§ Records supplied:
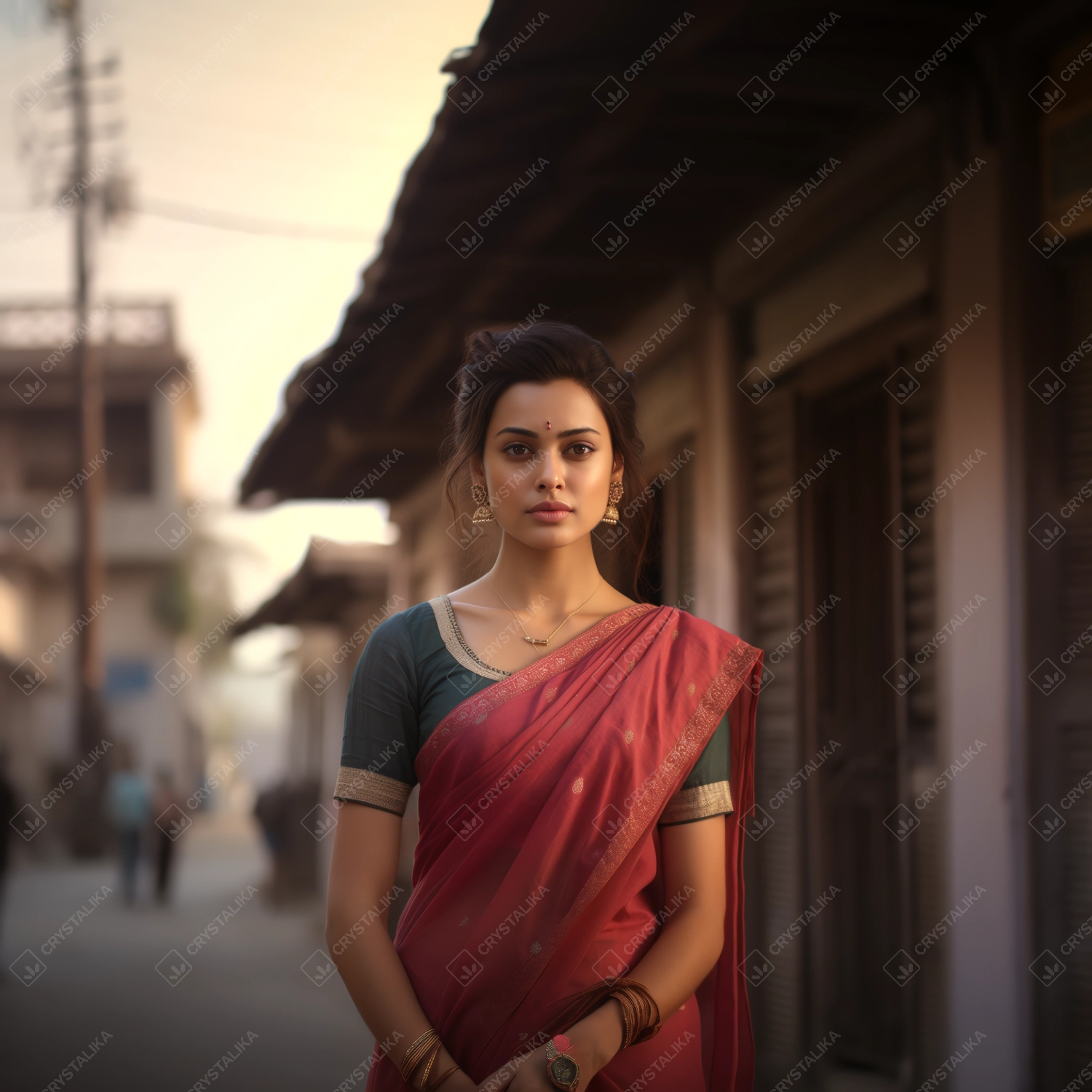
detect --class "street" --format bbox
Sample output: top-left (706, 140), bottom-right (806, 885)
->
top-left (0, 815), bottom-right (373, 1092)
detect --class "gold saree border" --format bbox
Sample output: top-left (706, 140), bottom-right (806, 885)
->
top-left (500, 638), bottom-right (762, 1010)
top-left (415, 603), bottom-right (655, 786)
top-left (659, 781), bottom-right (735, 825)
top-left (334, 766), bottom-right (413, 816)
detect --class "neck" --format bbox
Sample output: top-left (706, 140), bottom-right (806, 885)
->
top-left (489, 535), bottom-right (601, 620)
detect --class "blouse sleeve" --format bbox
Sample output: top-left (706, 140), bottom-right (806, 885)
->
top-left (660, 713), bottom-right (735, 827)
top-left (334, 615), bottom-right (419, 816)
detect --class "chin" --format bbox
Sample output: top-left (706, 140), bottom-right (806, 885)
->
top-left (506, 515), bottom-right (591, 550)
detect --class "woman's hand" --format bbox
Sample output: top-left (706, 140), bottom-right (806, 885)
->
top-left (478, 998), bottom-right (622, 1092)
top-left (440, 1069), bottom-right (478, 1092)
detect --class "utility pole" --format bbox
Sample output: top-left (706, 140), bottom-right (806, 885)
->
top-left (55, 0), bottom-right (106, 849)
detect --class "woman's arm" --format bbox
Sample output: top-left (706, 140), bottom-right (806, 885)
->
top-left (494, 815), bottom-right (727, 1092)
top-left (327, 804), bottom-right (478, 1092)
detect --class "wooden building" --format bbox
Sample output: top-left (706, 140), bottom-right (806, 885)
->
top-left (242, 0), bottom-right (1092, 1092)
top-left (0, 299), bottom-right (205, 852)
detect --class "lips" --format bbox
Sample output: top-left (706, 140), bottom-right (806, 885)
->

§ What to produce:
Report each line above that contains the string "woman". Case counts.

§ Response for this exercise:
detect --class "woman's hand" --format bbox
detect --class "woman's arm" --format bbox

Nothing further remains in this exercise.